*RECORDS FOR THE TASK*
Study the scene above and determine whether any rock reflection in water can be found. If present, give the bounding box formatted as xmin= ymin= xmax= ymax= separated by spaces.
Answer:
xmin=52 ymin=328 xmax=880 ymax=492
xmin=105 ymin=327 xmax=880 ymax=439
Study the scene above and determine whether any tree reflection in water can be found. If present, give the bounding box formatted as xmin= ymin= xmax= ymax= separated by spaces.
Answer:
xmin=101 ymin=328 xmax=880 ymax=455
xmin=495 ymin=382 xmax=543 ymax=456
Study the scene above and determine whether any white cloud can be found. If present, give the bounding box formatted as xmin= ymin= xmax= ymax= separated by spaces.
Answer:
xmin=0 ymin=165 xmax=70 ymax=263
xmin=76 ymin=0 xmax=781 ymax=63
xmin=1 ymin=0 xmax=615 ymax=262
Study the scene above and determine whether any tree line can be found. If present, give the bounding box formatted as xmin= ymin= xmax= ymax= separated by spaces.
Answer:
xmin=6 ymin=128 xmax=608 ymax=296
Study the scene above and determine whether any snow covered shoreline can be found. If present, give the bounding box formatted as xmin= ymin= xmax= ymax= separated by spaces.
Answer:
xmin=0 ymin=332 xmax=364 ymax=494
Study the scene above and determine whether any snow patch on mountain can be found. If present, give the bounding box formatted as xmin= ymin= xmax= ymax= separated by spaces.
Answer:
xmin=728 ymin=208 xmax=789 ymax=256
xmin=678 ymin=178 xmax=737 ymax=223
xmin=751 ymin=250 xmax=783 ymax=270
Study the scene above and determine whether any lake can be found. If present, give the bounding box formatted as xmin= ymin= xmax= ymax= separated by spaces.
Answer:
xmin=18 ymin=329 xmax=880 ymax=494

*WHAT IS BEING ASKED*
Restate each record word for word.

*ANSWER TO THE PROBLEM*
Study the scene above and determine whether any rock reflection in water can be found. If present, give the bounding box formatted as xmin= ymin= xmax= ymax= separated by spaces.
Answer:
xmin=52 ymin=328 xmax=880 ymax=492
xmin=105 ymin=327 xmax=880 ymax=439
Study the scene above and determine whether any tree reflection in water can be found. If present, give the bounding box formatted as xmin= ymin= xmax= ymax= separated by spaces.
Answer:
xmin=101 ymin=328 xmax=880 ymax=455
xmin=495 ymin=382 xmax=543 ymax=456
Study the scene above and determine whether any white cloud can be found. If present, give the bounding box formatted as xmin= ymin= xmax= ymax= separated by spaces.
Answer:
xmin=0 ymin=165 xmax=70 ymax=263
xmin=76 ymin=0 xmax=781 ymax=63
xmin=1 ymin=0 xmax=615 ymax=262
Study the scene above and determine whether any tree line can be found. If present, give the bounding box formatted as xmin= ymin= xmax= ymax= separated by spaces.
Answer:
xmin=6 ymin=128 xmax=608 ymax=296
Study the scene above and determine whether any snow covered shoreline can be found. If present, give the bounding box formatted as xmin= ymin= xmax= ymax= separated by spaces.
Answer:
xmin=0 ymin=332 xmax=364 ymax=494
Study the scene above and determine whether any snow patch on mountain can be found. If present, give the bounding box formatted as xmin= ymin= xmax= ymax= separated by spaces.
Answer:
xmin=728 ymin=208 xmax=789 ymax=256
xmin=678 ymin=178 xmax=737 ymax=223
xmin=751 ymin=250 xmax=783 ymax=270
Study the scene above and determine whether any lake can be found. If present, give the bounding box formatted as xmin= ymin= xmax= ymax= separated by spaces.
Answer:
xmin=18 ymin=329 xmax=880 ymax=494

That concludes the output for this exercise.